■ Task objective ■
Retype every one of the entries below without changing a single character.

+++ Records provided

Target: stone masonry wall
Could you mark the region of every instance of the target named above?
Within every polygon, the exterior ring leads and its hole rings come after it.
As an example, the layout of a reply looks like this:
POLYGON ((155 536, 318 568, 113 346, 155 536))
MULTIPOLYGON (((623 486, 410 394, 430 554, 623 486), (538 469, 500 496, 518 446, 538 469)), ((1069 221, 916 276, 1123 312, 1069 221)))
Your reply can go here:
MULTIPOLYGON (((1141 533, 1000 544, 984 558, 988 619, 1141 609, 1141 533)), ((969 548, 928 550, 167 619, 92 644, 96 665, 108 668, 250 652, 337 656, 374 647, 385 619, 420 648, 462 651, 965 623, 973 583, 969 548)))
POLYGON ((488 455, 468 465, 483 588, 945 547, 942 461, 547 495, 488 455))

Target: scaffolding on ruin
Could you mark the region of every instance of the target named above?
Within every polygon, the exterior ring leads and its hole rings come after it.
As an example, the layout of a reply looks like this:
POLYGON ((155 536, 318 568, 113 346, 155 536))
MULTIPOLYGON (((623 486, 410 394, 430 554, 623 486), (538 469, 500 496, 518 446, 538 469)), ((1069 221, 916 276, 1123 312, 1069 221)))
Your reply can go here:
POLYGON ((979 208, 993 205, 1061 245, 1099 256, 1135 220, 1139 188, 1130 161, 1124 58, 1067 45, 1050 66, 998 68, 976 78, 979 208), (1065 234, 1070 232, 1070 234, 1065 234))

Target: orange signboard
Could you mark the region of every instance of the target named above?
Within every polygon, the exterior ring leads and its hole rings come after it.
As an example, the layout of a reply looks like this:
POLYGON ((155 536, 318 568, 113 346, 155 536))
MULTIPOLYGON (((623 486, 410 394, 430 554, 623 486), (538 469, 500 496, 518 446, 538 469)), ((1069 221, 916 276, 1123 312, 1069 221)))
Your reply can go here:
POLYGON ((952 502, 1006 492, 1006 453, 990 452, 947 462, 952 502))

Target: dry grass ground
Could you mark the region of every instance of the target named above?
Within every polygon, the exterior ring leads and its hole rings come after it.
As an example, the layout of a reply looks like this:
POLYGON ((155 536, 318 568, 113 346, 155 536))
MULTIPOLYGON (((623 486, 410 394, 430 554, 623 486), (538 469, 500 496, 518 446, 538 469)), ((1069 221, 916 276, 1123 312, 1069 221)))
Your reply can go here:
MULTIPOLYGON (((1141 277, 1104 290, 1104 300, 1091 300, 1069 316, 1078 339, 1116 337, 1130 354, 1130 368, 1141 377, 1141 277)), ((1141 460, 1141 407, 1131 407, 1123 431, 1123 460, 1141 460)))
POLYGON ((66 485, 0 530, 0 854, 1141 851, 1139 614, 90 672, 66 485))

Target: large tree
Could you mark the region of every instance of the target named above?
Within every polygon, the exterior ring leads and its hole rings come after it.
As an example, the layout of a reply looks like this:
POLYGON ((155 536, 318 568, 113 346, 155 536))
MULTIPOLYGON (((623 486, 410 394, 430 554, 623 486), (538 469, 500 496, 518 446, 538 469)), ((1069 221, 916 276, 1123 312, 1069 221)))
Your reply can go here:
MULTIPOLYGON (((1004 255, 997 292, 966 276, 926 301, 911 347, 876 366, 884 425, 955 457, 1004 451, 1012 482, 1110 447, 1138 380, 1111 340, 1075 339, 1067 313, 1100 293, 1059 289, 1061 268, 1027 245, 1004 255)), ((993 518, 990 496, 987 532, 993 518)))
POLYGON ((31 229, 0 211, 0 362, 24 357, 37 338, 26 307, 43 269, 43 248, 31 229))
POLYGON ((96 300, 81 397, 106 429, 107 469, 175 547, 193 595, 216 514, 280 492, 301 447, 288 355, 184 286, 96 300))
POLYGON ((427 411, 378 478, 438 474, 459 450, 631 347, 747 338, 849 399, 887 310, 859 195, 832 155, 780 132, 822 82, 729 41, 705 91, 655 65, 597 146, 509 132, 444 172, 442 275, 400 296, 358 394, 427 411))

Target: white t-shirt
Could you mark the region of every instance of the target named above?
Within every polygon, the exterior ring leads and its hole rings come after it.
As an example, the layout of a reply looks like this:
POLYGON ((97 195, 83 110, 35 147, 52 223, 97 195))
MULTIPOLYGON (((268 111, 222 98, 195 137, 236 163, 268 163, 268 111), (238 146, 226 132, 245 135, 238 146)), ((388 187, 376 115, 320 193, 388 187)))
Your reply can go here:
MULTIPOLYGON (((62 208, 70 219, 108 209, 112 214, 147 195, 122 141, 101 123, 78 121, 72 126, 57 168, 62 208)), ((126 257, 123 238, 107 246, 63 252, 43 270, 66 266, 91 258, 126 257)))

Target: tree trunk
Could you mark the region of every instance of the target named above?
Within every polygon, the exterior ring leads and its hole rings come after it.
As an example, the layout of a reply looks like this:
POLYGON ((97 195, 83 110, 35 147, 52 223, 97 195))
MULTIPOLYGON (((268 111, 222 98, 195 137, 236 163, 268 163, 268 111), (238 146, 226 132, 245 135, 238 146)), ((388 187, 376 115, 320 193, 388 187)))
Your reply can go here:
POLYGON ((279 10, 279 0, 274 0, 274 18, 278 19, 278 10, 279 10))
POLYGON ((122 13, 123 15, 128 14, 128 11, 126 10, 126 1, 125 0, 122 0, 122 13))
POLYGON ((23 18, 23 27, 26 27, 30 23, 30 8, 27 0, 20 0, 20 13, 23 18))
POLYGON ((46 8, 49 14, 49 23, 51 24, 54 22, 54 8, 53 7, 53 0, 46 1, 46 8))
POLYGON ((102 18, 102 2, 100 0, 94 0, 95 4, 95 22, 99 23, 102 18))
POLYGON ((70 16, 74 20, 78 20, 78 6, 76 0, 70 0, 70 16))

++++++

■ Final answer ■
Target: stone masonry wall
Could you mark the region of every instance of the target named above?
Within every polygon, the exterior ring leads and its hole rings come after it.
As an example, the layout of a reply looks like this:
POLYGON ((155 536, 318 568, 113 346, 155 536))
MULTIPOLYGON (((623 486, 410 394, 430 554, 623 486), (538 469, 500 496, 518 446, 538 469)), ((1069 221, 916 276, 1123 312, 1069 221)))
Your reply can go here:
MULTIPOLYGON (((1141 533, 1000 544, 984 558, 988 619, 1141 609, 1141 533)), ((969 548, 928 550, 167 619, 92 644, 96 665, 108 668, 250 652, 337 656, 374 647, 385 619, 420 648, 462 651, 965 623, 973 583, 969 548)))
POLYGON ((488 455, 468 465, 483 588, 945 547, 942 461, 547 495, 488 455))

Target: scaffolding on ruin
Could you mark the region of every instance of the target named above?
Within every polygon, the exterior ring leads and its hole rings come after it.
As an example, the layout of a reply looks like this:
POLYGON ((155 536, 318 568, 113 346, 155 536))
MULTIPOLYGON (((623 486, 410 394, 430 554, 623 486), (538 469, 500 496, 518 446, 538 469)), ((1069 221, 916 276, 1123 312, 1069 221)))
Your reply can go here:
POLYGON ((979 208, 993 205, 1061 245, 1099 256, 1135 220, 1139 188, 1130 161, 1124 58, 1067 45, 1050 66, 998 68, 976 78, 979 208), (1065 234, 1070 232, 1070 234, 1065 234))

Target: orange signboard
Could you mark the region of every instance of the target named above?
Within every polygon, the exterior ring leads and its hole rings come after it.
As an example, the layout of a reply looks like this:
POLYGON ((155 536, 318 568, 113 346, 155 536))
MULTIPOLYGON (((623 486, 410 394, 430 554, 623 486), (538 469, 500 496, 518 446, 538 469)), ((1069 221, 916 276, 1123 312, 1069 221)))
Your reply can go here:
POLYGON ((952 502, 1006 492, 1006 453, 990 452, 947 462, 952 502))

Target: dry grass ground
Could you mark the region of every instance of the target named above?
Within every polygon, the exterior ring leads and its hole rings come after it.
As an example, the layout of a reply looks like this:
POLYGON ((155 536, 318 568, 113 346, 155 536))
MULTIPOLYGON (((623 486, 410 394, 430 554, 623 486), (538 469, 500 496, 518 446, 538 469)), ((1069 221, 916 276, 1123 312, 1069 221)))
Your reply can go here:
MULTIPOLYGON (((1141 277, 1104 290, 1104 300, 1091 300, 1069 316, 1078 339, 1116 337, 1130 354, 1130 368, 1141 377, 1141 277)), ((1141 460, 1141 407, 1131 407, 1123 431, 1123 460, 1141 460)))
POLYGON ((66 485, 0 530, 0 854, 1141 851, 1139 614, 90 672, 66 485))

Target: large tree
Could you mark the region of every instance of the target named above?
Within every polygon, the exterior ring leads and its hole rings come after it.
As an example, the layout of a reply looks like this:
POLYGON ((155 536, 318 568, 113 346, 155 536))
MULTIPOLYGON (((623 486, 410 394, 430 554, 623 486), (538 469, 500 496, 518 446, 538 469)), ((1069 221, 916 276, 1123 312, 1069 221)))
Your reply can go here:
MULTIPOLYGON (((1004 255, 997 292, 966 276, 926 301, 911 347, 876 366, 884 425, 955 457, 1004 451, 1012 482, 1110 447, 1138 380, 1111 340, 1075 339, 1067 313, 1100 293, 1059 289, 1061 268, 1027 245, 1004 255)), ((993 518, 990 496, 987 532, 993 518)))
POLYGON ((31 229, 0 211, 0 362, 24 357, 37 338, 26 307, 43 269, 43 248, 31 229))
POLYGON ((96 300, 81 397, 106 429, 107 469, 175 547, 193 595, 216 514, 280 492, 301 447, 288 355, 184 286, 96 300))
POLYGON ((427 411, 378 478, 438 474, 459 450, 631 347, 747 338, 849 399, 887 310, 859 195, 832 155, 780 132, 822 82, 729 41, 705 91, 655 65, 597 146, 509 132, 444 172, 442 275, 400 296, 358 394, 427 411))

Target: white t-shirt
Could you mark the region of every instance of the target named above?
Within every polygon, the exterior ring leads and its hole rings come after it.
As an example, the layout of a reply looks like this:
POLYGON ((97 195, 83 110, 35 147, 52 223, 97 195))
MULTIPOLYGON (((268 111, 222 98, 195 137, 236 163, 268 163, 268 111), (238 146, 226 132, 245 135, 238 146)), ((388 187, 376 115, 320 193, 388 187)))
Your reply can go here:
MULTIPOLYGON (((62 208, 70 219, 108 209, 112 214, 147 195, 122 141, 101 123, 78 121, 72 126, 57 168, 62 208)), ((126 257, 123 238, 107 246, 63 252, 43 270, 66 266, 91 258, 126 257)))

Target: tree trunk
Could you mark the region of every instance of the target named above?
Within every polygon, the exterior ring leads and its hole rings come after it.
As an example, the layout of a reply looks like this:
POLYGON ((97 195, 83 110, 35 147, 52 223, 97 195))
MULTIPOLYGON (((268 111, 222 98, 195 137, 236 163, 268 163, 268 111), (238 146, 226 132, 245 135, 238 146)), ((388 187, 376 115, 320 193, 388 187)))
Your reply can go here:
POLYGON ((279 10, 279 0, 274 0, 274 18, 278 19, 278 10, 279 10))
POLYGON ((122 13, 123 15, 128 14, 128 11, 126 10, 126 1, 125 0, 122 0, 122 13))
POLYGON ((23 18, 23 27, 26 27, 30 23, 30 8, 27 0, 20 0, 20 13, 23 18))
POLYGON ((46 8, 49 14, 49 23, 51 24, 54 22, 54 8, 53 7, 53 0, 46 1, 46 8))
POLYGON ((102 18, 102 2, 100 0, 94 0, 95 4, 95 22, 99 23, 102 18))
POLYGON ((70 16, 74 20, 78 20, 78 6, 76 0, 70 0, 70 16))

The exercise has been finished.